■ TEXT
----------------

CUBANET ... CUBANEWS

August 28, 2000



U.S. Criticizes Cuba Migrant Policy

By George Gedda, The Associated Press Writer. Yahoo! Monday August 28 10:43 AM ET

WASHINGTON (AP) - The State Department accused Cuba on Monday of systematically preventing Cubans holding U.S. visas from migrating to the United States, forcing many to try a high-risk escape by boat.

The charge was made in a diplomatic note that alleged Cuba has failed to abide by a 1994 agreement seeking to establish ground rules for the orderly migration of 20,000 Cubans plus family members to the United States.

"The Cuban government has consistently failed to take effective action in response to our continuing and legitimate humanitarian concerns,'' the note said.

The note was handed to Fernando Remirez, chief of the Cuban diplomatic mission in Washington. A copy was made available to The Associated Press.

The note says 117 Cubans from 57 families had been denied exit permits by the Cuban government in a recent 75-day period. All had been granted visas to migrate to the United States.

A senior State Department official said Coast Guard personnel recently have picked up an increasing number of fleeing Cubans who have U.S. travel documents. Established procedures require that Cubans intercepted by the Coast Guard be returned to the island.

The note said the recent death of two fleeing Cuban brothers "highlights the growing propensity of Cubans denied the means to migrate in a safe, orderly and legal fashion to risk their lives in desperate sea voyages.'' The brothers were victims of a shark attack in the Florida Straits.

According to the note, exit permits routinely are denied family members of Cubans who defect to the United States. "The Cuban government is punishing entire families, including small children, for the action of one family member,'' the note said.

A senior State Department official said these issues would have been raised in consultations the two countries have held on migration issues at roughly six-month intervals since the migration agreement was signed. The meetings have alternated between Havana and New York.

There have been no such sessions since December. Because Cuba has shown no interest in convening a meeting, the department arranged Monday's encounter with Remirez, said the senior official, asking not to be identified.

----------------

■ INSTRUCTIONS
• 1. Switch "1994 agreement" to "1994 accord" and reproduce the part of the article on Cuban migration starting at "The charge was" and ending at "The Associated Press.".
• 2. According to the article on Cuban migration, how many Cubans were denied exit permits in the recent 75-day period?
• 3. Write the next part of the article on the State Department's note about Cuban migration.
The records are not required for this work.

Location labeling records
----------------

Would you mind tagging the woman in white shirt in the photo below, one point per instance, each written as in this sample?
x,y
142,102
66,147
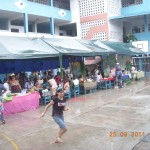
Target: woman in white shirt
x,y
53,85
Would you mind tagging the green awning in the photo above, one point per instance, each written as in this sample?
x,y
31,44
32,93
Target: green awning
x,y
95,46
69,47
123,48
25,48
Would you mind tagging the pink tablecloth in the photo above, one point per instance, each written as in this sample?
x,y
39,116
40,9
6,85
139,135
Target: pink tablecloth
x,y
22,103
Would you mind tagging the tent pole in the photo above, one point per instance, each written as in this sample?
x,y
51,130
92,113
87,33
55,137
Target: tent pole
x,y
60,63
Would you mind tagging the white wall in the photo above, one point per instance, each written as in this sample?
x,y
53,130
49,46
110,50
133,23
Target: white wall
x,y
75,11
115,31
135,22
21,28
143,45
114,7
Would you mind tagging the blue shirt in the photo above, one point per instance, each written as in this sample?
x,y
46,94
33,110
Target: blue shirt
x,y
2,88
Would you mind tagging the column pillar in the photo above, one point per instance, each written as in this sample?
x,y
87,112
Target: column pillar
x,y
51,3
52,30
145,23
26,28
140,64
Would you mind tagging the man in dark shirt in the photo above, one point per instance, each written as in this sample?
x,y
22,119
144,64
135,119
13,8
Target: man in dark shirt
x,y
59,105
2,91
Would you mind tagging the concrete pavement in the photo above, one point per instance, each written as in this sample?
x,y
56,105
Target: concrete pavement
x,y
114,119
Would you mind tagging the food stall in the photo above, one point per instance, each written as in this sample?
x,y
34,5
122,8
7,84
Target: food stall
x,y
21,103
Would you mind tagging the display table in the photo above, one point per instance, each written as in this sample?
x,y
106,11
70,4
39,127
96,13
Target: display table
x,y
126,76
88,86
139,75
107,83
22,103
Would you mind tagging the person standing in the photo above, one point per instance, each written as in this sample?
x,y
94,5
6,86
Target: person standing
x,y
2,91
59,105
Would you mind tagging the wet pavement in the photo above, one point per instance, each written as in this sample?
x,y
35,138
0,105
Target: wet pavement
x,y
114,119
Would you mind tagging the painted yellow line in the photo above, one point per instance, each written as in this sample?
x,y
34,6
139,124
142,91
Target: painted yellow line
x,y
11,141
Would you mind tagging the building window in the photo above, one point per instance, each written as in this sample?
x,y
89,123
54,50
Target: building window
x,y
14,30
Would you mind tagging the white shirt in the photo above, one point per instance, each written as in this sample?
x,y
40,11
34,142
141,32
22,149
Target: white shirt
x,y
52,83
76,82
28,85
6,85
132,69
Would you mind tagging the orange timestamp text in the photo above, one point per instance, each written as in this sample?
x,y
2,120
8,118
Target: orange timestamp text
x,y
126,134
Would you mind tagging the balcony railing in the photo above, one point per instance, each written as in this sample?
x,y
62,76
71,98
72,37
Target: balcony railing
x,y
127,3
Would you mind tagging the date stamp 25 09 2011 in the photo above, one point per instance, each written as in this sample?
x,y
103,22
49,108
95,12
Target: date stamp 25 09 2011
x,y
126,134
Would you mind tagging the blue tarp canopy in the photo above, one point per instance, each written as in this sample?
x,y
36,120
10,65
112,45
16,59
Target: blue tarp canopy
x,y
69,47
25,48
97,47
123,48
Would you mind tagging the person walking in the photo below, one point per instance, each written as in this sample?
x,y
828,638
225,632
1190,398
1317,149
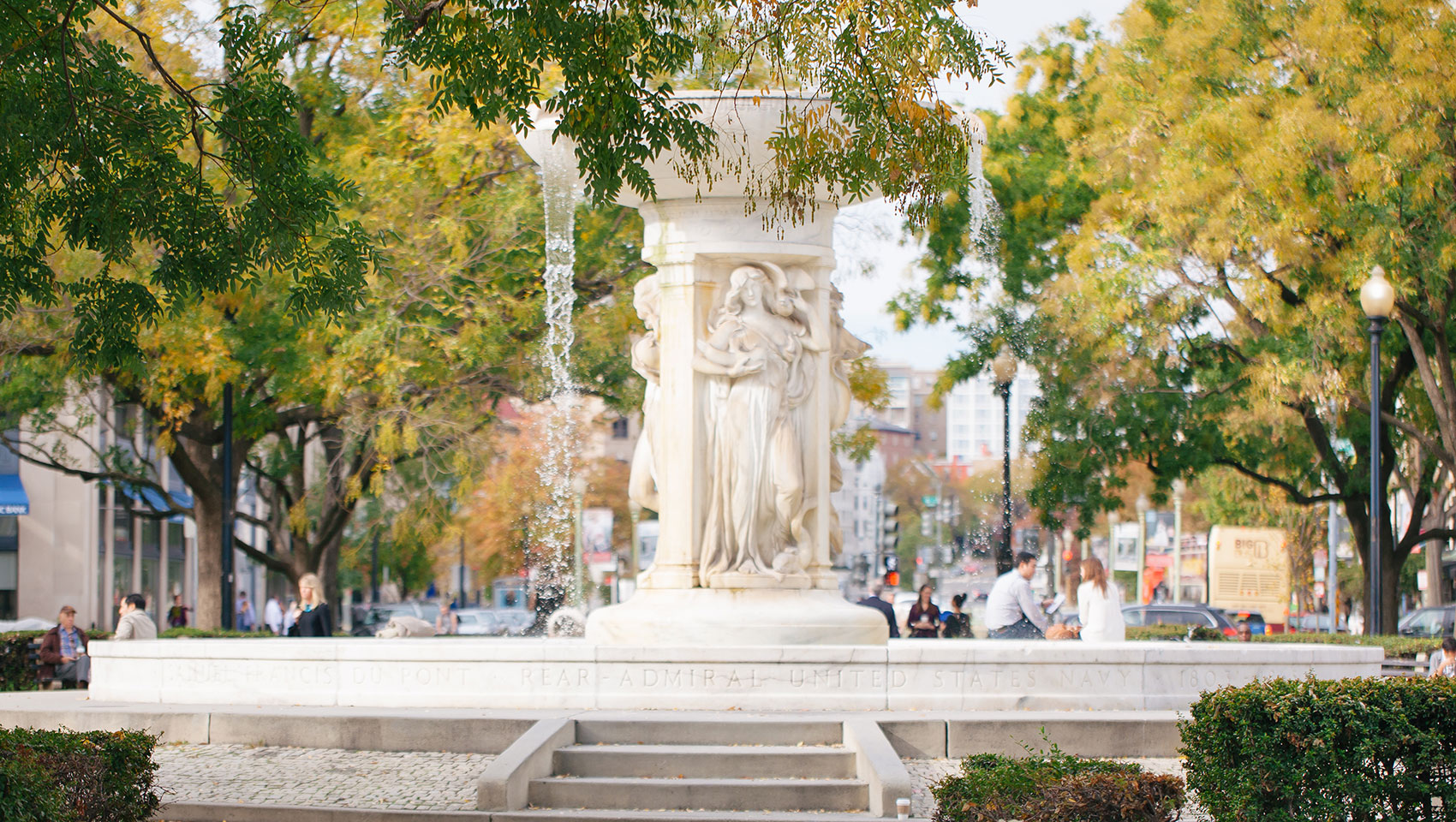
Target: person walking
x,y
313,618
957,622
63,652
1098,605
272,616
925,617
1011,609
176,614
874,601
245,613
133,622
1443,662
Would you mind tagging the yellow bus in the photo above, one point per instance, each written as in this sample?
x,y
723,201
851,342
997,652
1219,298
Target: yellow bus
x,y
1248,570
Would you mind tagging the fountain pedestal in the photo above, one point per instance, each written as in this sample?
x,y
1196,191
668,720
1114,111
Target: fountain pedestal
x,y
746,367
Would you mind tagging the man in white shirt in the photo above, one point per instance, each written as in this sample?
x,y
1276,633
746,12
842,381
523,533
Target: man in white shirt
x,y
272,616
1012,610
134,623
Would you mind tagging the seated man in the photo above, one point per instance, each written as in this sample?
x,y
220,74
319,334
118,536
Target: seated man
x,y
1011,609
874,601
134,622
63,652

----------------

■ ANSWER SET
• 1.
The charge was made in a diplomatic note that alleged Cuba has failed to abide by a 1994 accord seeking to establish ground rules for the orderly migration of 20,000 Cubans plus family members to the United States.

"The Cuban government has consistently failed to take effective action in response to our continuing and legitimate humanitarian concerns,'' the note said.

The note was handed to Fernando Remirez, chief of the Cuban diplomatic mission in Washington. A copy was made available to The Associated Press.

• 2. 117 Cubans from 57 families.

• 3.
The official insisted that the meeting was motivated by Cuba's noncompliance with the 1994 agreement, implying that election-year politics was not a factor.

In the past, Cuba has been a popular target for both Republicans and Democrats in election years. As examples, economic sanctions against Cuba were tightened in the presidential election years of 1992 and 1996.

Over the years, officials said, Cuba generally had been living up to terms of the agreement but, as the diplomatic note suggests, that assessment has changed radically.

For its part, Cuba says the blame for the continuing deaths of fleeing Cubans is a 1966 U.S. law that allows Cubans who reach American soil to remain.

If arriving Cubans were repatriated back to the island, the temptation for Cubans to flee would evaporate, Cubans officials say.

The campaign against the law has picked up steam since the return of Elian Gonzalez to Cuba in June after a seven-month stay in the United States.

As Cuban officials see it, Elian's mother would have never tried to flee with him last November if the 1966 law, known as the Cuban Adjustment Act, were not on the books.

The 6-year-old boy lost his mother when their boat capsized, and nine others on board also died.

The Cuban government has organized rallies around the island denouncing the law. The Cuban government newspaper, Granma, called it "The Killer Law,'' in an Aug. 18 editorial.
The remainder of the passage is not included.